Assignment >>
Down to the last word, output the records below, skipping any images.

◆ ◆ ◆

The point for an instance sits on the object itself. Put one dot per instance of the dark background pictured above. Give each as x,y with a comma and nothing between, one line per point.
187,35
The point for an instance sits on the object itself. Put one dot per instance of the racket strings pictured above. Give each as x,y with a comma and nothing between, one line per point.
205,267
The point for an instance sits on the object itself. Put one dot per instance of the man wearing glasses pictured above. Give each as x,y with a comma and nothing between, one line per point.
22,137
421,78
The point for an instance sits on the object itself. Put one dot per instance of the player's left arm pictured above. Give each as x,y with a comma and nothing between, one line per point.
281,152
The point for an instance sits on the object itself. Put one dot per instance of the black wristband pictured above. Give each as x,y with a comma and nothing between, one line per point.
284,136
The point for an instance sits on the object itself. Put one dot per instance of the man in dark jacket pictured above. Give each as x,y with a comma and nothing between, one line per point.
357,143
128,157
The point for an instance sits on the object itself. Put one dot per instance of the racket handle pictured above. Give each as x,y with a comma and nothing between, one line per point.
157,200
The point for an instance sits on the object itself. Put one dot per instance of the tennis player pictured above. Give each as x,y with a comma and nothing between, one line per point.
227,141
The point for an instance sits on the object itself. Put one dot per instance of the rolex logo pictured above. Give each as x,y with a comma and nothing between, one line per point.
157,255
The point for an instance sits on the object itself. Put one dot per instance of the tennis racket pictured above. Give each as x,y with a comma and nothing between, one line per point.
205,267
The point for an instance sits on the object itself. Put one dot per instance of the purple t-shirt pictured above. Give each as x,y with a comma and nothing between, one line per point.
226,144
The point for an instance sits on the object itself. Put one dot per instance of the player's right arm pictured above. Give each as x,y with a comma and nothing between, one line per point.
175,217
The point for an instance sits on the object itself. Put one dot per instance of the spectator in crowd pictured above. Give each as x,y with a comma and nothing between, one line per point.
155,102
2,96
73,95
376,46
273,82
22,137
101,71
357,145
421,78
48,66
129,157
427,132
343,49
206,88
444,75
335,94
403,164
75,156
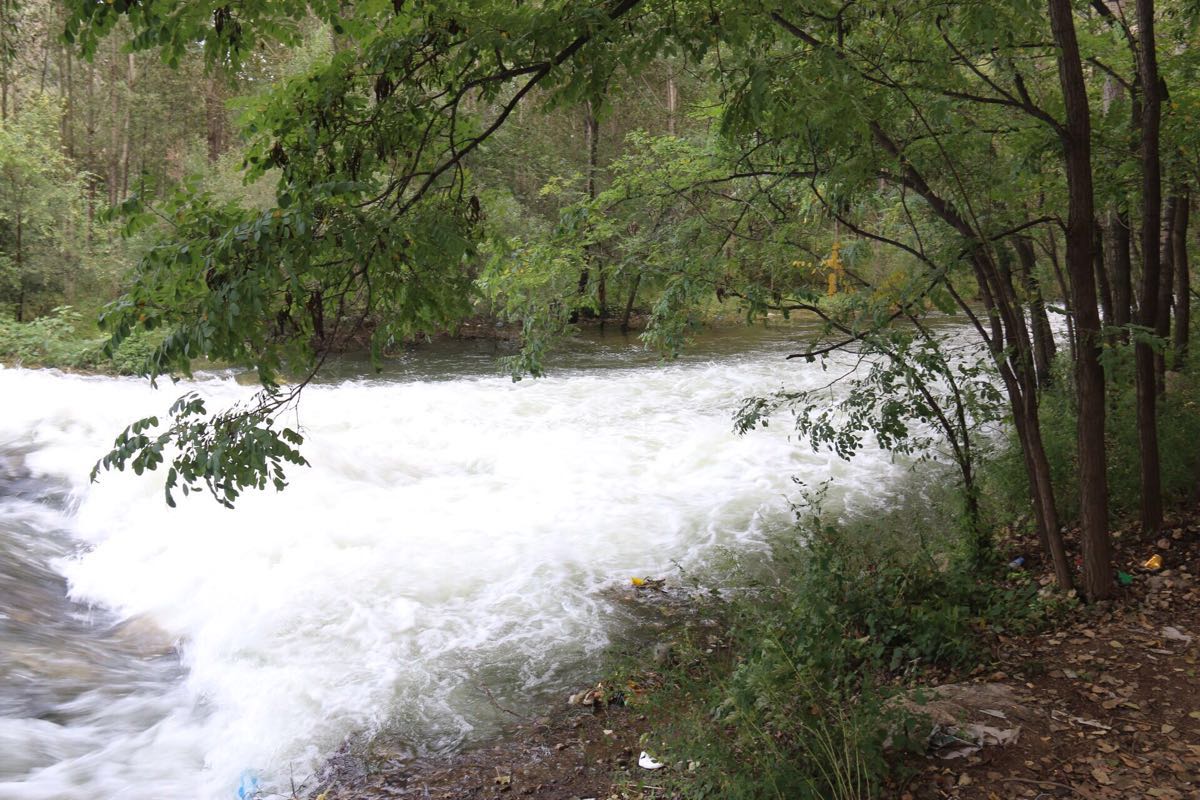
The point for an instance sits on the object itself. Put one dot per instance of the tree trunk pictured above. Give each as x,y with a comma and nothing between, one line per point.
1039,322
1147,316
114,131
592,139
1120,268
672,100
1089,373
1182,281
1102,276
90,148
126,133
1165,288
21,270
629,304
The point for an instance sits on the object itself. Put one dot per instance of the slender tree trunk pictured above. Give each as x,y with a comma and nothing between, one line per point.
21,269
126,127
672,100
1165,289
1051,248
215,115
1089,373
1120,265
114,130
69,102
90,148
1147,316
592,139
629,304
1039,322
1182,281
1102,276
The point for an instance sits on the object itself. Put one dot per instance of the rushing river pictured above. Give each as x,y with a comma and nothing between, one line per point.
455,529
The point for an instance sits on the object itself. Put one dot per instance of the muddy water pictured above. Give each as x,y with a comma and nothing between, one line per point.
455,529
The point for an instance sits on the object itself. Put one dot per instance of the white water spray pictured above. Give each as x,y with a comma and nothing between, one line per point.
449,531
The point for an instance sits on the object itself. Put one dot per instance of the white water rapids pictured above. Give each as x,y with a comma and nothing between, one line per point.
454,529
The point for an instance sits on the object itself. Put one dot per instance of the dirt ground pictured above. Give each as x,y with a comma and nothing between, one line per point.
1105,707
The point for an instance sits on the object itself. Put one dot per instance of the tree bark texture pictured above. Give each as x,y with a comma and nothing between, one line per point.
1089,374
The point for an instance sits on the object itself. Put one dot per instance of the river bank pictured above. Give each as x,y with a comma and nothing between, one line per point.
1099,703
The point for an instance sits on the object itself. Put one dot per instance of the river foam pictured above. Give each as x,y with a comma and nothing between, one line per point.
450,533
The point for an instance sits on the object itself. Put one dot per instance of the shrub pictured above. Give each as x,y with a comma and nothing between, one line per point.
844,619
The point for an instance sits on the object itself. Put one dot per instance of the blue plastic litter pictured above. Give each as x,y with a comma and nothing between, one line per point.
247,786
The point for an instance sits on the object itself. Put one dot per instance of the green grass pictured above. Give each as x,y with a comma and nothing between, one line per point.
793,701
60,340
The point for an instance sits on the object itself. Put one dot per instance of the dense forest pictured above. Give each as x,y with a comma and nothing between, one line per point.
267,182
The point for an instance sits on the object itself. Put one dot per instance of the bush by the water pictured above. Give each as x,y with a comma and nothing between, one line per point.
845,619
57,340
1179,428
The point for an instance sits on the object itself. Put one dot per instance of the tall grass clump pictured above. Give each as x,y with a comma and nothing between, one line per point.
793,702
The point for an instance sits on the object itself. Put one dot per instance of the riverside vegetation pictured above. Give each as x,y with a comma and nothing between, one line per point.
375,172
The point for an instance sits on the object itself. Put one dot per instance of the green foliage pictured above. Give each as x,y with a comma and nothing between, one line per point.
55,340
227,452
799,705
1179,428
41,212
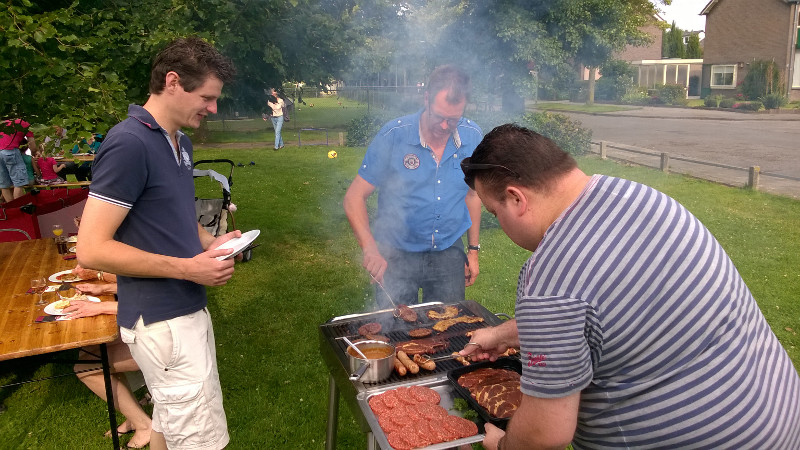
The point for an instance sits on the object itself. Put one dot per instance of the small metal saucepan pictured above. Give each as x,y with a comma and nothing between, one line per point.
378,364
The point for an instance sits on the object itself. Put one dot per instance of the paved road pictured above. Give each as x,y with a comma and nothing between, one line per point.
770,141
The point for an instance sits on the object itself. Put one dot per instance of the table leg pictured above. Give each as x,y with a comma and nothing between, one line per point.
333,414
112,414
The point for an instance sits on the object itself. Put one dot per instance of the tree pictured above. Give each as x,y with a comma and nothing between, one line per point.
693,50
675,46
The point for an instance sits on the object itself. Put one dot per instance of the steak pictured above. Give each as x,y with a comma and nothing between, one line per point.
420,332
448,312
442,325
496,390
420,346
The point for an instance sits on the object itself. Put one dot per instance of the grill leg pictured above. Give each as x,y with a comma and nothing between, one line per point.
333,414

◆ ◆ ◆

Result of the task >>
The point for an instance sits on the object itself. Put one dot per instance of the dark background pictured above. Give each as x,y with a comma and nothing between, one line per point.
187,35
The point for an instance sits on the object itself. Put one dot per instance of the racket strings pictured above. Give each as x,y with a comma and nothing between, one line per point.
205,267
The point for an instance sits on the object itself. Put one dot per instance of the man wearing glasses pictured above. Give each as x,y with a comma and nothing between, one line per point.
22,137
421,78
The point for an instance sits on the object itself. Put one dot per instance of the player's left arm pictured above. Give each as x,y with a comma and nothing between, one line per point.
281,152
The point for an instance sits on the object itself. Put one dot per instance of the black wristband pictured above. Give each as x,y with a comma and nothing between, one line per point.
284,136
The point for an instance sits on the object itself. Put one dot per instance of the man in dark jacket pictured above. Give each as x,y with a comma and nothing between, one line per point.
357,143
128,157
The point for an instance sits on the object itself. Put one dot per instance of the racket handle pictured above. Give each as x,y with a comma and nothing between, one line per point.
157,200
The point for an instance sits on the object itself. Put one dot per instance of the tennis player pictured above. Give each as x,y with a comma and nothing between, one line per point.
227,141
The point for an instance sits on the object itself. Put one dot per instance of the rolex logo pictured above. Give each as x,y with a comma and nothing between, one line per point.
157,255
The point for an instance sits on the object itself. Put one dot per instance of the tennis racket pictured above. Give each as x,y with a comma and nothing between, one line per point.
205,267
The point for an instance sits on the object itself. Put one dot per instance of the purple t-shirt pictured above. Give each as x,y with a comma and nothing between, one line per point.
226,144
The point for an instance sits on the object itself. Put one dot per instance of the player's right arm pictured above. Give each as x,y with a comma and nothing between, one line per point.
175,217
The point for an instance sits on the object itself. Put one dot per instance of the spectator in crowd pictured above. Give each as x,y with a comma and nothing between, one line per point.
155,102
2,96
73,95
376,46
273,82
22,137
101,71
357,145
421,78
48,66
129,157
427,132
343,49
206,88
444,75
335,94
403,164
75,156
The point for an instance sits on the object itself. Put one dot per instance of the tree trunk pictured above. Give each as x,y with a comma and nothing between, one line per point.
1039,322
1147,316
114,131
592,139
1120,268
672,100
1089,373
1182,281
1102,276
90,148
126,133
1165,288
21,270
629,304
The point for an instance sits on the object itself. Put one dot per instance of the slender tree trunk pictured above. Give each as x,y with a comma and nothing between, one line per point.
21,269
126,127
672,100
1165,289
1051,248
215,115
1089,373
1120,265
114,130
69,102
90,148
1147,316
592,139
629,304
1039,322
1182,281
1102,276
The point for an instance sits on the object itself. Put one dot per instance of the rushing river pictured above. Give each as x,y with a comma and nothing between, one line per point.
455,529
The point for an instance sits on the object itself. Put one dot per instance of the muddy water pictured above. Give each as x,y with a comma and nothing between, one line per point.
455,529
The point for an instance sits on the object itself. Put one dot per instance of the white water spray pictured above. Give each as x,y with a comma and nothing between, one line per point.
449,531
The point for an instance sits on the object itself. Put one dot per instance of the white water rapids pictured above. Give each as x,y with a comma and nothing between, one line per point.
454,529
The point for an instance sits on the object itself. Put one dot per instance of the dirt ground pictured above. Give each as x,y with a comma and nothing between, one line per point.
1105,707
The point for an instance sits on the object itself. Put one dot per instance of the tree bark texture pictured above. Give each as x,y with a comma and nothing between, one line per point.
1089,374
The point for an instance sits on the object itself. Put one dot per instance of the river bank pictured above. Give each as x,y with a comma and nothing between, one line per point.
1099,703
The point for an instance sits on the object itself. Put one dot per instance of the river foam pictured above. Give each as x,y with a comma and nothing between, one line per point.
450,533
The point for an instance sits on the object itself. Put one dot per instance of the shrub pictured above. Give each as x,y with a comma and nothing between, one line per point.
844,619
The point for an instance sits on the object itself. Put one dot per instance of the blue plastic litter pictured above. Give each as x,y with a comma and nothing between, one line per point.
247,786
The point for an instance sits on the object itself. Put one dot per instance of the green grass pictured above. Give each as x,y with a comma and nothing between, one line per point.
793,701
60,340
The point for an instance sits on the object itself. Put one dot per instance of the dense forest pictured above. Give each as x,y with a comma and nothing between, one line per point.
267,182
The point for an instance sits on the object itself. Put one dot per instance of the bush by the water pictured above. Give each as x,y with a comma and nothing between, one line per point.
845,619
57,340
1179,428
The point for an instance sits on the object itself. Put one dot per instance of the tall grass clump pictured above. Give each as x,y with a comma and nothing between, one line per point.
793,702
The point for an instance sits on the object itself. Put one dot per instance of the riverside vegetation pictured above. Give each as x,y with a comma and nothing between, one line per point.
375,172
The point for an instance sits on the object itself. Put one dot per instance of the green foliage pictured above. Give each as x,y with a comma and nothing between, one line per point.
55,340
227,452
799,705
1179,428
41,212
The point for an instance sits on the object itself. Put one dot per instance of the small metal saucepan pictured above. Give each as x,y with a comma and nothing between, one line per point.
378,364
The point for an instance sits on the object itself. Put one dot per instance of the paved road pictured above. Give each as x,y with a comma and nothing between, one line per point.
770,141
The point for an instance sits on the object itself. Put one dot per instance of the table leg pictured above. Give each as x,y with a comma and nothing between, one line per point.
333,414
112,414
The point for an instance sits on the object itself. Put one dot per instance of the tree pictured above. Give each as x,y with a comma and nothing between, one line per point.
693,50
675,46
The point for an instance sits on the object itself. Put one dot per instance of the steak pictured above. Give each as x,y with a comma and nothing between, one line per point.
420,332
448,312
442,325
496,390
420,346
The point for an instance sits on the object itself. Put one dot per instance of the grill leg pictured above. Give each as x,y with a comma and nothing between, one line per point.
333,414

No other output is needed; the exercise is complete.